---------- Records shown

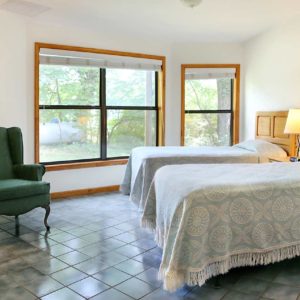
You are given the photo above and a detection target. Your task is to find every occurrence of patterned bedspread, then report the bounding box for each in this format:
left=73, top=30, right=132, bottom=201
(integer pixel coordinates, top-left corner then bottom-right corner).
left=121, top=146, right=262, bottom=210
left=142, top=163, right=300, bottom=291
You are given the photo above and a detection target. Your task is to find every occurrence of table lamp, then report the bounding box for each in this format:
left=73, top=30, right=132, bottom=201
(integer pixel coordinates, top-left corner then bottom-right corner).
left=284, top=108, right=300, bottom=158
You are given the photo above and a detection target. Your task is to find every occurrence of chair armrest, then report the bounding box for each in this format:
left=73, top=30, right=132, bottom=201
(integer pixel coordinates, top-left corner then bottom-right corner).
left=14, top=164, right=46, bottom=181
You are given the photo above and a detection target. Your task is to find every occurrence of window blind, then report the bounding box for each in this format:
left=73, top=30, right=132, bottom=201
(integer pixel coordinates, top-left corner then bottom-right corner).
left=39, top=48, right=162, bottom=71
left=185, top=68, right=236, bottom=80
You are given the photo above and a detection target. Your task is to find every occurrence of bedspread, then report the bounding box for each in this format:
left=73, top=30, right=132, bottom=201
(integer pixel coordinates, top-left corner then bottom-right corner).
left=142, top=163, right=300, bottom=291
left=121, top=146, right=263, bottom=210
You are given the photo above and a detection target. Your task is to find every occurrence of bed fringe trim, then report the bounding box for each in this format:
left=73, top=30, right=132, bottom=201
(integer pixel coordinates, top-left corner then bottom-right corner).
left=159, top=244, right=300, bottom=292
left=141, top=216, right=300, bottom=292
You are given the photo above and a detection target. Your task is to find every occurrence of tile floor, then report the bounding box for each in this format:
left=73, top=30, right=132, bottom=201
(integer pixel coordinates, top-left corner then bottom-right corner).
left=0, top=193, right=300, bottom=300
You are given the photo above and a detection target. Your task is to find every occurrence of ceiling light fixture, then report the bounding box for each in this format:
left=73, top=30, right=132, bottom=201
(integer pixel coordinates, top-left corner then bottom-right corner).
left=180, top=0, right=202, bottom=8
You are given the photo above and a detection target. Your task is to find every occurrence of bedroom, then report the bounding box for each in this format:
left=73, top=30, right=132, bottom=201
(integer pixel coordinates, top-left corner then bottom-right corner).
left=0, top=0, right=300, bottom=299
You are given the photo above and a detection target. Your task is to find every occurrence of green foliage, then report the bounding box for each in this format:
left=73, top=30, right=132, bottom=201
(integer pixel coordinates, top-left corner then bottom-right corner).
left=40, top=65, right=156, bottom=161
left=185, top=79, right=231, bottom=146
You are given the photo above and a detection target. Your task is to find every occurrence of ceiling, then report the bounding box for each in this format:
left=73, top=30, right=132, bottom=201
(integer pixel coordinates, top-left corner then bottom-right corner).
left=0, top=0, right=300, bottom=43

--------------------

| Requirement |
Which lines in the listing above contain the string "ceiling"? Copy each of them out, and count a match only when uppercase and lowercase agree.

| Solution |
You are given the photo above and a detection target. Your task is to find every occurrence of ceiling light fixture, then report the bounding box for each in this format:
You are given the photo above and a detection target. Your task is to find every occurrence of ceiling, then report the bounding box for each in this format:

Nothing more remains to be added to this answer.